Your task — Return the listing below in full, with every line exactly as it is.

------------------------------------------------------------------------

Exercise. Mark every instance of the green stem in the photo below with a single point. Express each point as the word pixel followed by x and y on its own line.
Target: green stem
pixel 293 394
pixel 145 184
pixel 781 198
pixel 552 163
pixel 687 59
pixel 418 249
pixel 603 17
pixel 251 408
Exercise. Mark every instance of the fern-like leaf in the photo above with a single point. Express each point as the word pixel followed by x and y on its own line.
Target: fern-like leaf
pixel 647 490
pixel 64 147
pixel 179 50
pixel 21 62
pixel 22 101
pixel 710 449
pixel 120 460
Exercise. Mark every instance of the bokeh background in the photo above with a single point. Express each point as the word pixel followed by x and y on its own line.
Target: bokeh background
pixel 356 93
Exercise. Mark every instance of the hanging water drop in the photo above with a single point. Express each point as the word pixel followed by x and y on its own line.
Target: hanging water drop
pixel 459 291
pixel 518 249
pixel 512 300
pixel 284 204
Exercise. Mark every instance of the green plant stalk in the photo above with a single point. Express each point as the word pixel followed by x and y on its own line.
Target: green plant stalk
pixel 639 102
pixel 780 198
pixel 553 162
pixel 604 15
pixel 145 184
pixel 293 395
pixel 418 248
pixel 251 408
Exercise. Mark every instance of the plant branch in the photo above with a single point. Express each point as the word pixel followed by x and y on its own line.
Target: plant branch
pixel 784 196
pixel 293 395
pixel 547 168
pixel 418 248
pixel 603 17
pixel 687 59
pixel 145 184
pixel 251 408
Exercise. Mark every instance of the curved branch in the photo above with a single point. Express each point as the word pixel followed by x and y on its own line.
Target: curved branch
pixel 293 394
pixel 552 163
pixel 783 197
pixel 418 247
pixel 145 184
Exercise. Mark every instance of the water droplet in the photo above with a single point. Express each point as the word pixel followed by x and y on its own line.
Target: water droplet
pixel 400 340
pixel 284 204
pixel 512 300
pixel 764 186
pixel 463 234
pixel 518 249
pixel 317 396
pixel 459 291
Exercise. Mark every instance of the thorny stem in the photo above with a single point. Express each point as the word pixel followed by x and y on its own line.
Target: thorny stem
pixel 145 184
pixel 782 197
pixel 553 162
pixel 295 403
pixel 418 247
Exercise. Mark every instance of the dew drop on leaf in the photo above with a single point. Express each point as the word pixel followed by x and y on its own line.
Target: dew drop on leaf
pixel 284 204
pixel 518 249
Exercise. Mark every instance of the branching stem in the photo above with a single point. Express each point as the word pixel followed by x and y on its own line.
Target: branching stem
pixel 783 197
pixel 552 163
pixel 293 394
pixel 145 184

------------------------------------------------------------------------

Answer for the task —
Exercise. Mark every instance of the green stem in the photo below with a single point. Express each point as the word pixel followed by x and y on its own line.
Target: green stem
pixel 293 394
pixel 145 184
pixel 781 198
pixel 552 163
pixel 687 59
pixel 418 249
pixel 603 17
pixel 251 408
Exercise. Mark every instance of the fern-like leaf in the photo above with a single point. Express each point as the word pixel followed by x and y on its own line.
Target: fern-like leaf
pixel 647 490
pixel 64 147
pixel 179 50
pixel 21 62
pixel 22 101
pixel 710 449
pixel 120 460
Exercise. Mark every instance of the bokeh background in the photo above with a single point. Express each point as the word pixel followed by x and y on its own line.
Target: bokeh background
pixel 356 93
Exercise. Mark every instance of the hanging water drop in the photo above with a single point. Express each point as the word pixel followed by x and y on its own line.
Target: hanging water drop
pixel 459 291
pixel 518 249
pixel 512 300
pixel 284 204
Exercise. Mark every instance of the green plant stalk in the photo above with a single point. Express each point as the word pixel followed by x and y on its own line.
Target: green plant stalk
pixel 639 102
pixel 780 198
pixel 553 162
pixel 604 15
pixel 145 184
pixel 293 395
pixel 418 248
pixel 251 408
Exercise. Mark every instance of the plant branch in the photo above with a single point. Express each point as the word pixel followed by x and y on its own line.
Target: plant branch
pixel 784 196
pixel 293 395
pixel 547 168
pixel 418 248
pixel 603 17
pixel 687 59
pixel 145 184
pixel 251 408
Exercise. Mark every instance of the curved branch in the photo above with a single point. Express each point as the word pixel followed by x and y on its own line.
Target: curved branch
pixel 293 394
pixel 552 163
pixel 783 197
pixel 418 247
pixel 145 184
Exercise. Mark every instance of the water droplet in the photo above with a single point. Express each point as the word pixel followed by x and y on its own line.
Target: water droplet
pixel 400 340
pixel 284 204
pixel 512 300
pixel 764 186
pixel 463 234
pixel 518 249
pixel 317 396
pixel 459 291
Exercise. Mark every instance of the thorny stem in the photo above with a single point. Express each point as the word pixel followed by x and y on its own line.
Target: thorny stem
pixel 145 184
pixel 782 197
pixel 553 162
pixel 295 403
pixel 418 247
Exercise. Mark every instance of the dew drop on leaf in the photo above with a single point. Express each point as the word pixel followed by x and y on its own line.
Target: dew drop on leaf
pixel 284 204
pixel 518 249
Exercise. Mark every instance of the branching stem in the photo above with a single point. Express each point as the word pixel followed by x and y on its own line.
Target: branching stem
pixel 783 197
pixel 552 163
pixel 293 394
pixel 145 184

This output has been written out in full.